● **WHAT THIS EXERCISE ASKS**:
(a) Using the article on flu vaccine adjuvants in obese mice, decide whether each statement agrees with it: (i) on average, obese mice showed about half the antibody response of lean mice; (ii) the vaccines raised antibodies only against the head of the HA protein; (iii) severe obesity in the U.S. is forecast to rise by 130 percent over the next twenty years. For each, give yes or no and quote the deciding words.
(b) Write the next part of the article on flu vaccine adjuvants in obese mice, picking up after its final sentence.

WASHINGTON, DC - August 2, 2016 - Adjuvants - ingredients added to vaccinations for influenza and other viruses to help boost their effectiveness - can increase a host's immune response but not enough to protect the obese against the ill effects of the flu, according to a mouse study published this week in mBio®, an online open-access journal of the American Society for Microbiology.
In a series of experiments among lean and obese mice given influenza vaccines with and without the adjuvants alum and AS03 and later exposed to flu, the obese mice consistently succumbed to flu whereas their leaner counterparts stayed healthy.
"Adjuvants increase the antibody responses during vaccination of lean and obese mice to levels considered protective, yet obese mice still succumb to infection," said lead study author Erik Karlsson, PhD, a staff scientist with the infectious diseases department at St. Jude Children's Research Hospital in Memphis, Tenn. "This vulnerability is likely due to a combination of factors including the increased susceptibility of obese animals to develop severe and even lethal disease when infected with even low levels of virus. Our studies highlight the critical public health need to translate these findings and better understand vaccination in the growing obese population."
Nearly 10 percent of the world's adult population and 42 million children under the age of 5 are obese, Karlsson said; in the U.S. alone, severe obesity has been forecasted to increase by 130 percent in the next two decades.
"Our study was conducted in a mouse model so we don't know how this will translate directly to humans," added senior study author Stacey Schultz-Cherry, PhD, full member (professor) in the infectious diseases department at St. Jude. "The immune response in our obese animals is reminiscent of the elderly in that you can increase it but there's something wrong with it. They still aren't protected if they get infected with the virus. We need to focus on understanding why this happens and how to overcome this problem."
During the study, the investigators vaccinated lean and obese mice with the avian influenza A(H7N9) vaccine or with seasonal vaccine against the A/California/04/2009 H1N1 flu strain with or without adjuvants. Both alum and AS03 increased antibody response in lean and obese mice compared to vaccine alone; however, response in the obese animals was about 50 percent less on average. Beyond stimulating a neutralizing antibody response to the head of the spike-shaped influenza hemagglutinin (HA) protein, the vaccines also increased antibodies to the HA stalk, a potential universal influenza vaccine target, as well as the neuraminidase, a second surface protein of the virus.

● **RAW DATA**:
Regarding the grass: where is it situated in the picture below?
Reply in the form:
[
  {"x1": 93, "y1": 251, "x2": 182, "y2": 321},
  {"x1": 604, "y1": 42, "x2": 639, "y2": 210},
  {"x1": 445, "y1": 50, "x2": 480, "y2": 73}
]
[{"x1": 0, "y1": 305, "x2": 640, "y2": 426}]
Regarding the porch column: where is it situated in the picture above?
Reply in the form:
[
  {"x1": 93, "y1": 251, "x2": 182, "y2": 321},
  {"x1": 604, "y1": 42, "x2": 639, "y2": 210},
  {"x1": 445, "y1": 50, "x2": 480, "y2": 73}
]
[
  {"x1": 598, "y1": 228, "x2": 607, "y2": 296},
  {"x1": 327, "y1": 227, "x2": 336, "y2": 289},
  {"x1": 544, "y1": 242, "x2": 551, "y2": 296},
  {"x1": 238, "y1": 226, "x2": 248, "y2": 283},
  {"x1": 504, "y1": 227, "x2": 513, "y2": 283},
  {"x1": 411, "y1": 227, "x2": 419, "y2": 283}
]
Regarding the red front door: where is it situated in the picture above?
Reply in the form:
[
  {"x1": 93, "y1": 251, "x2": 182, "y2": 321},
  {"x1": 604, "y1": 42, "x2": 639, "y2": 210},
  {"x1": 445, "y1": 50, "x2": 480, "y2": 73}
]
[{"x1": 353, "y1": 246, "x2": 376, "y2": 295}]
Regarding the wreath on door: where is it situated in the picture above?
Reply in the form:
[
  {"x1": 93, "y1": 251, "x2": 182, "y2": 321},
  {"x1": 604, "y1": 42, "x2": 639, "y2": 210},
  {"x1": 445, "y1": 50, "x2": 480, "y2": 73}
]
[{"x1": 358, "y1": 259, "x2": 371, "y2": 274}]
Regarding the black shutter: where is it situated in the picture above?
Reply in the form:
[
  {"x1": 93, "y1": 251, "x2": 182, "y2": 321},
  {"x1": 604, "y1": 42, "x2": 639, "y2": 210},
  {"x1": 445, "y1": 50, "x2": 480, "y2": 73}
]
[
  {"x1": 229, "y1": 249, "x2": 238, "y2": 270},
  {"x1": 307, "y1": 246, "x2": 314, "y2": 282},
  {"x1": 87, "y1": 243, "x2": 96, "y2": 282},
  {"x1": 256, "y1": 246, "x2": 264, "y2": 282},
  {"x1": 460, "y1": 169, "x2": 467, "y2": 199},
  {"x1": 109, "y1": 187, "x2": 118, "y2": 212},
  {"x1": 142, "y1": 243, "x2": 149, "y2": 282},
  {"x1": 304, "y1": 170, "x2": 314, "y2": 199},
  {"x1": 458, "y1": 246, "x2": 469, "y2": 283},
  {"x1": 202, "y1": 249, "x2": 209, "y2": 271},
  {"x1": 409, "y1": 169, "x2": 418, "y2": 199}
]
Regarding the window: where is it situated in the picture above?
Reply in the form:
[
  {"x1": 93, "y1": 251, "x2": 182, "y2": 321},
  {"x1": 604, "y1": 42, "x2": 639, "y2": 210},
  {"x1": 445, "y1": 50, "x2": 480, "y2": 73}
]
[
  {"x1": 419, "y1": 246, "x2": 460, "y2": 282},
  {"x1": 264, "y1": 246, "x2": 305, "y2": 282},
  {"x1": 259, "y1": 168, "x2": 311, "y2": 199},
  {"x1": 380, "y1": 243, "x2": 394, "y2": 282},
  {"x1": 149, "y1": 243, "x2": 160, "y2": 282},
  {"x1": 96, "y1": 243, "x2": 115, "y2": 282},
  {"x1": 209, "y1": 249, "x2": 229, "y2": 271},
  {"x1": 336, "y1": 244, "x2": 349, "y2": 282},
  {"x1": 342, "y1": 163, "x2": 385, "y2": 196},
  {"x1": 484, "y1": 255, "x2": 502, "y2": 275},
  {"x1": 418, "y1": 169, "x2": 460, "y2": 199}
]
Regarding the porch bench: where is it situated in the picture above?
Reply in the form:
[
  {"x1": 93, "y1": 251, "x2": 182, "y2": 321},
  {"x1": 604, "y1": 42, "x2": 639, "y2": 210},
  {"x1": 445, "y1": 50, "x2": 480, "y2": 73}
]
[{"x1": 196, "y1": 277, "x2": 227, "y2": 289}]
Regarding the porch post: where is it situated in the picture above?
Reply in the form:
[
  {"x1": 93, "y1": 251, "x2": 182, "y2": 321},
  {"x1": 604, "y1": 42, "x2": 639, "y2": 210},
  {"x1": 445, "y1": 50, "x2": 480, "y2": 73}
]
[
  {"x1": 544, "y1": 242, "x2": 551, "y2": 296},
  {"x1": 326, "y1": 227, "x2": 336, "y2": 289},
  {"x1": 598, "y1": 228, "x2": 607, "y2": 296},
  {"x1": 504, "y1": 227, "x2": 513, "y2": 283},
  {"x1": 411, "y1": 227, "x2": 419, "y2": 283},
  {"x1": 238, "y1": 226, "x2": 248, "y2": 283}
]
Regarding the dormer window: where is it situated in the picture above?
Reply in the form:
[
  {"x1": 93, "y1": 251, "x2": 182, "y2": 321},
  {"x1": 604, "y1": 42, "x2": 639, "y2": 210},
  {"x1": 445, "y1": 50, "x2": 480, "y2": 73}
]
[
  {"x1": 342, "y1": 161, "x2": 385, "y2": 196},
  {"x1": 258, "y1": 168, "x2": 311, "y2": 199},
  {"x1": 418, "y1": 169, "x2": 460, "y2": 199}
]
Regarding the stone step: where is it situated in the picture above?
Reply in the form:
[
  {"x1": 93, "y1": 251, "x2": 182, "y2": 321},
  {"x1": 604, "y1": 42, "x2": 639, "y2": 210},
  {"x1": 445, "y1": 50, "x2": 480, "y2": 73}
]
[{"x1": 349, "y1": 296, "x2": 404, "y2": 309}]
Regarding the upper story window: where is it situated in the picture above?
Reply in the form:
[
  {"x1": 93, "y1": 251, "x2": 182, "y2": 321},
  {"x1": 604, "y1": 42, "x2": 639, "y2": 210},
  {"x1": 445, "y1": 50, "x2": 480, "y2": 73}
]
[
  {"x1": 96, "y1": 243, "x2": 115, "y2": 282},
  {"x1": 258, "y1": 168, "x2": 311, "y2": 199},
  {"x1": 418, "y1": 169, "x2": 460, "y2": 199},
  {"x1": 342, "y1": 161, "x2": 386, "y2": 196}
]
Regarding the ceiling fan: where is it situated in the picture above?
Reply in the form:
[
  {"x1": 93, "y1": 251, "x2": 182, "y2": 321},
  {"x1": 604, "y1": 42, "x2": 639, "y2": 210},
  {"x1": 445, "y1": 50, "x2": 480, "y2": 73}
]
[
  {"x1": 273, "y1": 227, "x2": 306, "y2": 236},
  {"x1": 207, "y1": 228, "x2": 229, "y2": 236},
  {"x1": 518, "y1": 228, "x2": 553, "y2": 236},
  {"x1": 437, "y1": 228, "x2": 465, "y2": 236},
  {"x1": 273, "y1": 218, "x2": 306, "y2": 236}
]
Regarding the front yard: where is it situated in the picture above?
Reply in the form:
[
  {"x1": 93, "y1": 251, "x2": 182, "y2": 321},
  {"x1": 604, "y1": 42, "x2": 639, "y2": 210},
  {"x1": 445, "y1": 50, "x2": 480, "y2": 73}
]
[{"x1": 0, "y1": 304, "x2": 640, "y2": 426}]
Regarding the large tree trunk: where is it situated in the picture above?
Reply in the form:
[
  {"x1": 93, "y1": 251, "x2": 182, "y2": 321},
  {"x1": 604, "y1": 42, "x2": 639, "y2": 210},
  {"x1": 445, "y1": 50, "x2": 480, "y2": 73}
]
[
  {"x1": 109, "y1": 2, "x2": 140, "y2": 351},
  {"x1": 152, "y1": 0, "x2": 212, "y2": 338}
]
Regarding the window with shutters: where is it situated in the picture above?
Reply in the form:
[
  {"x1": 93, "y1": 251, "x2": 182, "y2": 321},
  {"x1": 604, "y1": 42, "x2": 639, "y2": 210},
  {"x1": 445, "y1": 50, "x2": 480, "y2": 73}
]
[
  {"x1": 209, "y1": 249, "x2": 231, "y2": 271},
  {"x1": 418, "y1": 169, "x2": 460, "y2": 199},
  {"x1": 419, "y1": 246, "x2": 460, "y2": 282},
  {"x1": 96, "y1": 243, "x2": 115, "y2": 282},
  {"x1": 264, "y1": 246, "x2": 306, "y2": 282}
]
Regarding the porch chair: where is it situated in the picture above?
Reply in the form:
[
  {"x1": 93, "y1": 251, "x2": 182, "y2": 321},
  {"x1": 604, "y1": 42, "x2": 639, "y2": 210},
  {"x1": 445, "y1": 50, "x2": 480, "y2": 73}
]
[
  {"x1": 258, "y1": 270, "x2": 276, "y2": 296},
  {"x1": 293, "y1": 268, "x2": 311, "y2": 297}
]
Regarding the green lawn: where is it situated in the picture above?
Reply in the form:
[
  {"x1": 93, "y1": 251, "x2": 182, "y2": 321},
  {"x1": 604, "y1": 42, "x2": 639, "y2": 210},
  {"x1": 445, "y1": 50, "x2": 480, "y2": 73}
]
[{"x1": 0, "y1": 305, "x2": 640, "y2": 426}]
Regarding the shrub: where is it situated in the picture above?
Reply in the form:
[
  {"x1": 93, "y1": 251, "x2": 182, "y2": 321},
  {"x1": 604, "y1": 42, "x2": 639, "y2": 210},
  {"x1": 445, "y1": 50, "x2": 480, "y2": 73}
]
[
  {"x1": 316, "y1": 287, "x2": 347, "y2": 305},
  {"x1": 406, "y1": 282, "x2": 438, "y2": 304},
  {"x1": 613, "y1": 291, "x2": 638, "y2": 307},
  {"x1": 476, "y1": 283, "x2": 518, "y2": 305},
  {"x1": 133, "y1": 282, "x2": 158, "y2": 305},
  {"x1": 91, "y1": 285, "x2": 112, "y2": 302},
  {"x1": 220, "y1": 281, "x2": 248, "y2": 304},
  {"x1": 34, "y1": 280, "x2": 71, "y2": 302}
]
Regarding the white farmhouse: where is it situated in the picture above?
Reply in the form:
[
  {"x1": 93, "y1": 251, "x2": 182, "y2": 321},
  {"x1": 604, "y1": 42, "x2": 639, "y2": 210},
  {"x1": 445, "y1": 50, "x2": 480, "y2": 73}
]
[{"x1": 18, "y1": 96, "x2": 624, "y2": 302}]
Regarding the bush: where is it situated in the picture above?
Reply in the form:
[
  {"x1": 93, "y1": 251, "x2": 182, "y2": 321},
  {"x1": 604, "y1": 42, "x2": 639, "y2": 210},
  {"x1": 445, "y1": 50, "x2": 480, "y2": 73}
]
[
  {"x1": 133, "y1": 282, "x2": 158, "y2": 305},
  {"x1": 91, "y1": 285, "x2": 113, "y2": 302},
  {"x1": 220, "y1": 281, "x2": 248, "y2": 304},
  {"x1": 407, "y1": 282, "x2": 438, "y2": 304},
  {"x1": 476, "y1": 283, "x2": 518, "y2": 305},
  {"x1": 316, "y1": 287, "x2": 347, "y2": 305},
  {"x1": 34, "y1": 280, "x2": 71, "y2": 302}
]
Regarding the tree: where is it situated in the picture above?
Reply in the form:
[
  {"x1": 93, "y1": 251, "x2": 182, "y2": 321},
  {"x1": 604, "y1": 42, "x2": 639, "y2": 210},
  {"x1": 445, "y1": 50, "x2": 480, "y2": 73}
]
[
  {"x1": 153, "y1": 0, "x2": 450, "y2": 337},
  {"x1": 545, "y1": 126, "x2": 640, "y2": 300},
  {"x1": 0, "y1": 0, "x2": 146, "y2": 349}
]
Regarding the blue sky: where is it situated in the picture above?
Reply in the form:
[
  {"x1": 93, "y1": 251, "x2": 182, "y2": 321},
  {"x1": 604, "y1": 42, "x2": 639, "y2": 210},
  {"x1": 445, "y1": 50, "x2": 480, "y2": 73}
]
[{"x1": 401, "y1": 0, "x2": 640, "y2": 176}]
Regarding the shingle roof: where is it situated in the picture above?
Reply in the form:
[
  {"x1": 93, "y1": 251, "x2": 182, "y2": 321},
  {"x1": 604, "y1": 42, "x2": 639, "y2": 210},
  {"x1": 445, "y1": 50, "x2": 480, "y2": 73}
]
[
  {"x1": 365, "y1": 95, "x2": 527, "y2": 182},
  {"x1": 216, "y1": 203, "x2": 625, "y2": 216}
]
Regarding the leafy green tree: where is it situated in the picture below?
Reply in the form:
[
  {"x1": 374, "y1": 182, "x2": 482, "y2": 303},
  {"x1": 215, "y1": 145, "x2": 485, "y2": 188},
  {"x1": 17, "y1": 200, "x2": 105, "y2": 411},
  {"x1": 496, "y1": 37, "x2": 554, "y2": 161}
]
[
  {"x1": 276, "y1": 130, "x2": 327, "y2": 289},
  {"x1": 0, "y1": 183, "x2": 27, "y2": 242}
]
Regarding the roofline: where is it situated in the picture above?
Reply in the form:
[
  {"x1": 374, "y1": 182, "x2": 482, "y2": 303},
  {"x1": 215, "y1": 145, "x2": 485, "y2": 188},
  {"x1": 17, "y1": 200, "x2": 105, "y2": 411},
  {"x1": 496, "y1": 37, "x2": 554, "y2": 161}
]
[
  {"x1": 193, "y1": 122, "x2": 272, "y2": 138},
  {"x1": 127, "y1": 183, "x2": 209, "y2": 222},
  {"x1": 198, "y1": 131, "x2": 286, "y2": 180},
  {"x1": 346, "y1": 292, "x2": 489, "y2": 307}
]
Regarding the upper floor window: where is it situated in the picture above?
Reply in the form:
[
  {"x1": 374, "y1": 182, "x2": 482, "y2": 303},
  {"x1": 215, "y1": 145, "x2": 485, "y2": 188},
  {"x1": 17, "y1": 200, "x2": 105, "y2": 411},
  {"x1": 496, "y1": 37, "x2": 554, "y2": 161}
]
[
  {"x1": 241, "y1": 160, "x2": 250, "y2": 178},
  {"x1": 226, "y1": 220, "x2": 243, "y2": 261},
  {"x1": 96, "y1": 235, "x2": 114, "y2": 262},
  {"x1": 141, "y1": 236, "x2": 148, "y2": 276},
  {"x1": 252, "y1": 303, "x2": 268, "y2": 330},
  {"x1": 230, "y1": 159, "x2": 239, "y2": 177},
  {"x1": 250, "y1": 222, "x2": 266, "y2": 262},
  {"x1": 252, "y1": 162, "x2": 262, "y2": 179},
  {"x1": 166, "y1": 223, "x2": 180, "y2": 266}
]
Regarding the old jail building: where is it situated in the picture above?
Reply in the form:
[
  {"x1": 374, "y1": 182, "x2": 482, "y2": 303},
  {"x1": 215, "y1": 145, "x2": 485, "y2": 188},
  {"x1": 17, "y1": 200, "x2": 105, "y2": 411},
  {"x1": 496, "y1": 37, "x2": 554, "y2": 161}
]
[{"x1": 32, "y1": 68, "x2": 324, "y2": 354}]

● **RESPONSES BY ITEM NUMBER**:
(a)
(i) Yes: "response in the obese animals was about 50 percent less on average"
(ii) No: "the vaccines also increased antibodies to the HA stalk"
(iii) Yes: "severe obesity has been forecasted to increase by 130 percent in the next two decades"

(b)
In additional laboratory tests, the researchers found that vaccinated lean mice generated stronger and broader antibody responses to the influenza H7HA and N9 proteins compared to obese mice. Exposing the mice to influenza virus three weeks after the vaccines, they found that all lean mice were protected from flu and had minimal weight loss. By contrast, all obese mice lost weight and succumbed to flu infection even if they had received the adjuvanted vaccines. The obese mice also had higher viral loads in the lungs three and five days after infection compared to the lean mice; lean mice who received adjuvanted vaccine had nearly undetectable viral loads in the lungs.
Increasing the vaccine dose by four times to try to better protect against influenza did not protect the obese mice, and obese mice were susceptible to flu infection even when exposed to less virus, indicating that the hypersusceptibility of the obese host to severe disease could be contributing to decreased vaccine effectiveness, Karlsson said.
Researchers may need to look at different vaccine approaches in the obese population, Schultz-Cherry said. But while more studies are needed, "regardless of these results, you need to get a flu vaccine," she said. "Even if you hear on the news that the flu vaccine doesn't match the strains circulating, remember there are three to four different strains in the vaccines, and only one may be a mismatch. Even if the vaccine is not ideal, it's still better than nothing. If you are not vaccinated you are susceptible and can develop severe infection."